▶ [SET TASK 1] In two sentences, summarize the LINQ essentials page below.

>> Begin PAGE EXCERPT

LINQ Essentials

Here is a regular LINQ query expression. It uses the C# extensions discussed in the previous section. This query returns the list of multithreaded processes that have more than five active threads. For each multithreaded process, the process identifier and process name are returned:

var processes =
    Process.GetProcesses()
    .Where(p  => p.Threads.Count > 5)
    .Select(p => new { p.Id, Name = p.ProcessName });

Figure 6-1 diagrams the preceding LINQ query expression. New features of C# 3.0 are mapped to various aspects of the query expression. The processes variable is an implicitly typed variable. The type is defined by the results of the query expression. The Where operator is an extension method. As with any extension method, the first parameter is a this argument. LINQ operators are reviewed in the section "LINQ Operators," later in this chapter. A lambda expression, as identified by the lambda (=>) operator, is used by the Where operator and the Select operator. Object initializers are used to initialize an anonymous type that has an Id and a Name field.

A query expression mapped to C# language extensions

Figure 6-1. A query expression mapped to C# language extensions

Core Elements

The core elements of LINQ query expressions are implicitly typed variables, operators, and sequences. The result of a query expression typically is assigned to an implicitly typed variable. One reason is that query expressions sometimes return anonymous types. For the implicitly typed variable, the actual type is set from the result of the query expression.

Operators are extension methods and the building blocks of query expressions. There are many operators, which are grouped into categories for clarity. Filtering, Generation, Partitioning, and Sorting are some of the categories, and the entire list is presented in the section "LINQ Operators," later in this chapter. A sequence in a query expression is a series of dependent operators. The result of one operator is input to the next operator, the result of that operator is input to the following operator, and so on. Essentially, each operator, as an extension method, calls the next operator, and the result of each operator in the sequence is passed to the next. The following code contains a sequence, in which the Where operator calls the OrderBy operator, which in turn finally calls the Select operator. The result of the Select operator is stored in the processes variable.

var processes =
    Process.GetProcesses()
    .Where(p => p.Threads.Count > 5)
    .OrderBy(p => p.ProcessName)
    .Select(p => new { p.Id, Name = p.ProcessName });

The Where, OrderBy, and Select operators are extension methods and members of the Enumerable class. In the following code, the operators are called directly as extension methods. For example, the Where operator is called as the Enumerable.Where extension method. This is semantically equivalent and the results are identical to the previous code. The extension methods in this example actually execute inside-out.

>> End PAGE EXCERPT
>> Begin LISTED RECORDS

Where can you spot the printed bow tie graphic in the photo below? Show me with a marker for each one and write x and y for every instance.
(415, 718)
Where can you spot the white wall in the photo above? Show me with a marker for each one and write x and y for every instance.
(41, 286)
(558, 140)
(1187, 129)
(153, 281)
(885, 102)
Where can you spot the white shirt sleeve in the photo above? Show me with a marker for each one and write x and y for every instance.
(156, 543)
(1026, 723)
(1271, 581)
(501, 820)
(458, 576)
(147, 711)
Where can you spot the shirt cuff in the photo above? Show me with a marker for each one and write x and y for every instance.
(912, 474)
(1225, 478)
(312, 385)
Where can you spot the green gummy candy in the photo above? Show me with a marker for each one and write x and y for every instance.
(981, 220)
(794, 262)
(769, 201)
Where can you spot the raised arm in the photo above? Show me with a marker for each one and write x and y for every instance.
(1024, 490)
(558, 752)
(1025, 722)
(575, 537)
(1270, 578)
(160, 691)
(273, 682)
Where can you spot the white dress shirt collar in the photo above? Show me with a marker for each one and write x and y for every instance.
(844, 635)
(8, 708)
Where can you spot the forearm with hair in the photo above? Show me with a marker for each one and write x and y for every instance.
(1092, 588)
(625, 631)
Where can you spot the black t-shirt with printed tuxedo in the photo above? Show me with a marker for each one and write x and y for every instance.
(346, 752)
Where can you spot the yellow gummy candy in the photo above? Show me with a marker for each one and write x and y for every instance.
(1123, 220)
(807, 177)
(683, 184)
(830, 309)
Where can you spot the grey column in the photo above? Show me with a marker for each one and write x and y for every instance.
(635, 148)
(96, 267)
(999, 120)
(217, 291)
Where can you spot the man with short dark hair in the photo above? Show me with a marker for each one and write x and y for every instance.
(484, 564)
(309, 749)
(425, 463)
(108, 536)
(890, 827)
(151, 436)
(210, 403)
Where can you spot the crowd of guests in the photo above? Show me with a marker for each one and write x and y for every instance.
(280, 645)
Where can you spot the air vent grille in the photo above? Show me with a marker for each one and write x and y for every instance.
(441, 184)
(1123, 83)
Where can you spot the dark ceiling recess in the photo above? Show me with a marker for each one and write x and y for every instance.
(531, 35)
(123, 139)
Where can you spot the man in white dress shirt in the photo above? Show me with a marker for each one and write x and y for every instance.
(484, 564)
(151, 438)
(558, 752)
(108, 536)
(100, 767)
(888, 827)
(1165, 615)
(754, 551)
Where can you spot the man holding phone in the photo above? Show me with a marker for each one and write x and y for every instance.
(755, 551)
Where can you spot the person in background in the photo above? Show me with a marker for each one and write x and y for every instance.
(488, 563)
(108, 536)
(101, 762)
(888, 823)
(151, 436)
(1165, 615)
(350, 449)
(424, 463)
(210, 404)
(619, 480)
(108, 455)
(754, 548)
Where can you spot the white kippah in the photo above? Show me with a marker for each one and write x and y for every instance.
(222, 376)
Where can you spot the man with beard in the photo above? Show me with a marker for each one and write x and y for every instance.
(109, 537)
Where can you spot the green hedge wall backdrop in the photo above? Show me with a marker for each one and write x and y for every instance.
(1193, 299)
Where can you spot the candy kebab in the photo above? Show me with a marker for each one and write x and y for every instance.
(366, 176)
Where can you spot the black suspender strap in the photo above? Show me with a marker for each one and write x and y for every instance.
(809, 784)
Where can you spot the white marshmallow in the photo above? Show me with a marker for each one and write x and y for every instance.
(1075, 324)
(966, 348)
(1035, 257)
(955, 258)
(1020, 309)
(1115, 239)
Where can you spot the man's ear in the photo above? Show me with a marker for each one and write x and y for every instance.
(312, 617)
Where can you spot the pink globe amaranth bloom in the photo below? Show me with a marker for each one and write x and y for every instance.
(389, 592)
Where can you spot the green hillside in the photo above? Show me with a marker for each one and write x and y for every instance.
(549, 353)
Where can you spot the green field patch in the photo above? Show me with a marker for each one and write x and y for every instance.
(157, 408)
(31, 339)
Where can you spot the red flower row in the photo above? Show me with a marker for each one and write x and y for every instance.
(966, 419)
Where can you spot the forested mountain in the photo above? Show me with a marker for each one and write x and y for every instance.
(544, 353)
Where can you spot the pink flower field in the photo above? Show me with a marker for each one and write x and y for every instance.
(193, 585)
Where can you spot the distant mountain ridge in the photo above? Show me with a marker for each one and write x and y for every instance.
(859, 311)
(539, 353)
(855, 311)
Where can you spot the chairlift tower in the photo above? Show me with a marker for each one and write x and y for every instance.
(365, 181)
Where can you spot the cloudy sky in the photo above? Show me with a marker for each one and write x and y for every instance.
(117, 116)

>> End LISTED RECORDS
>> Begin LISTED RECORDS

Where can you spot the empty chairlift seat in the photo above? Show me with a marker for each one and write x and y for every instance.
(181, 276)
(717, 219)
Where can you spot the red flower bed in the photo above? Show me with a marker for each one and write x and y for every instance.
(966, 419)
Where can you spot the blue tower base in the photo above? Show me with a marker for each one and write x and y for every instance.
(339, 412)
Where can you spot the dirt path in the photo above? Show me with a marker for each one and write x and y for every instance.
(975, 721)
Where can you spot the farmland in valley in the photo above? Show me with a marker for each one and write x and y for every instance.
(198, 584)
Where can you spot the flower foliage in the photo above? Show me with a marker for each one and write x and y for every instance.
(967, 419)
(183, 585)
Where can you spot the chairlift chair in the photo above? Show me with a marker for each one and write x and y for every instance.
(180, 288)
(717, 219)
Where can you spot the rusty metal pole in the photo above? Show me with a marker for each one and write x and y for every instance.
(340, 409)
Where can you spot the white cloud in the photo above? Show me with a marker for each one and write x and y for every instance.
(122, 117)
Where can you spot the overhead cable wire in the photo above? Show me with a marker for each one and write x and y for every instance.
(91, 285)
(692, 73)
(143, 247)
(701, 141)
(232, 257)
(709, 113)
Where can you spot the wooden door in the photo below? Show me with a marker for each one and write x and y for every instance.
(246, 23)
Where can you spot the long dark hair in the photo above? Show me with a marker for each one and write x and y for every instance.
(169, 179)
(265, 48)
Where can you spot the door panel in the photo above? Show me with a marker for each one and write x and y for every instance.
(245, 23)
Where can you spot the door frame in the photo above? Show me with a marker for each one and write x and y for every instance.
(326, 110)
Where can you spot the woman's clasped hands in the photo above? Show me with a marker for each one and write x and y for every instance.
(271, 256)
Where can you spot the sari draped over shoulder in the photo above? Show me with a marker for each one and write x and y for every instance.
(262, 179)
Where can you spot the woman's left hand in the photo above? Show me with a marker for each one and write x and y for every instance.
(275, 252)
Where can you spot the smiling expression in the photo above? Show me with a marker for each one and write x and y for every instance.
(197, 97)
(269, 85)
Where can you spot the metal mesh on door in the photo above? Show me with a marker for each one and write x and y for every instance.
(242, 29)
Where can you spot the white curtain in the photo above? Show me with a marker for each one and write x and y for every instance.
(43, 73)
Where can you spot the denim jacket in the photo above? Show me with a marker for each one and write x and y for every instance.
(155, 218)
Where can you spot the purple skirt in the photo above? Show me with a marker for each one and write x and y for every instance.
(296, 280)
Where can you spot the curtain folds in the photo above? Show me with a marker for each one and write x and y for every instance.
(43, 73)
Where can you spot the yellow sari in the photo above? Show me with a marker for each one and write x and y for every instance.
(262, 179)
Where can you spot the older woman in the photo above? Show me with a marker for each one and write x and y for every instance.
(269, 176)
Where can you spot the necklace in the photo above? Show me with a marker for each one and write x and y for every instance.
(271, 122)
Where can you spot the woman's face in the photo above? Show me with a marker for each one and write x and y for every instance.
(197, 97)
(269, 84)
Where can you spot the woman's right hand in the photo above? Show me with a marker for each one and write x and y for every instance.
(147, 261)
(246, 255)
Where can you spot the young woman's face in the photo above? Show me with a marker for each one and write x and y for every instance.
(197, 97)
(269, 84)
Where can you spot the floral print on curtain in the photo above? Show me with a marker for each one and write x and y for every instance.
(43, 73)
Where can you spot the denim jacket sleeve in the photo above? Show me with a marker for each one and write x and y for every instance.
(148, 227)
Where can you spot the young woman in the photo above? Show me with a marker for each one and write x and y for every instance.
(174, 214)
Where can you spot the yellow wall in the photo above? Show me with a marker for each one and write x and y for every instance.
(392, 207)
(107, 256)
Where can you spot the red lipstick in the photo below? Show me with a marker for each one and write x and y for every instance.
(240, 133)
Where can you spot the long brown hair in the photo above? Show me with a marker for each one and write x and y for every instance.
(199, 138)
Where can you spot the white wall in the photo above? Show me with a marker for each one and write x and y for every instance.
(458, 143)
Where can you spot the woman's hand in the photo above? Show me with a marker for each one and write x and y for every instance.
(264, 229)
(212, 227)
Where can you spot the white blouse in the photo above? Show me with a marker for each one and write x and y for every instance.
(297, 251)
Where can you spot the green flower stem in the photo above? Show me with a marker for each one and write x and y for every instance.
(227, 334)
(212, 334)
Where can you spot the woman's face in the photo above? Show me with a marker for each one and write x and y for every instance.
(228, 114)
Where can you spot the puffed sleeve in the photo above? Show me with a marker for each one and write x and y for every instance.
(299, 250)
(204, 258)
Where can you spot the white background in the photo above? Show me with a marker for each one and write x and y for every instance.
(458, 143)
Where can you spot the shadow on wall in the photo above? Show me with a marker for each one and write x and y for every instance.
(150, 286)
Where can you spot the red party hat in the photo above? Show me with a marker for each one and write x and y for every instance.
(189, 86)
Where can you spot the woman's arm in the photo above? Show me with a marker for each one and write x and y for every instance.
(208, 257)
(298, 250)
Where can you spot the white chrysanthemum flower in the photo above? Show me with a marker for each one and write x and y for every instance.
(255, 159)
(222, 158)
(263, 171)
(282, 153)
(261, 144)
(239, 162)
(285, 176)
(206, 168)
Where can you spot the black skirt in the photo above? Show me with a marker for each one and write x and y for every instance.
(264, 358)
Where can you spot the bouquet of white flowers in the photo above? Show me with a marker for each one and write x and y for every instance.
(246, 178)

>> End LISTED RECORDS

▶ [SET TASK 2] Report each line of the records above that contains the word "gummy".

▶ [WRITTEN SOLUTION 1] A LINQ query expression draws on C# 3.0 features: an implicitly typed variable, extension methods such as the Where operator, lambda expressions, and object initializers that build an anonymous type. Its core elements are implicitly typed variables, operators, and sequences, where the operators are extension methods chained so that the result of each one is passed as input to the next.

▶ [WRITTEN SOLUTION 2]
Where can you spot the green gummy candy in the photo above? Show me with a marker for each one and write x and y for every instance.
Where can you spot the yellow gummy candy in the photo above? Show me with a marker for each one and write x and y for every instance.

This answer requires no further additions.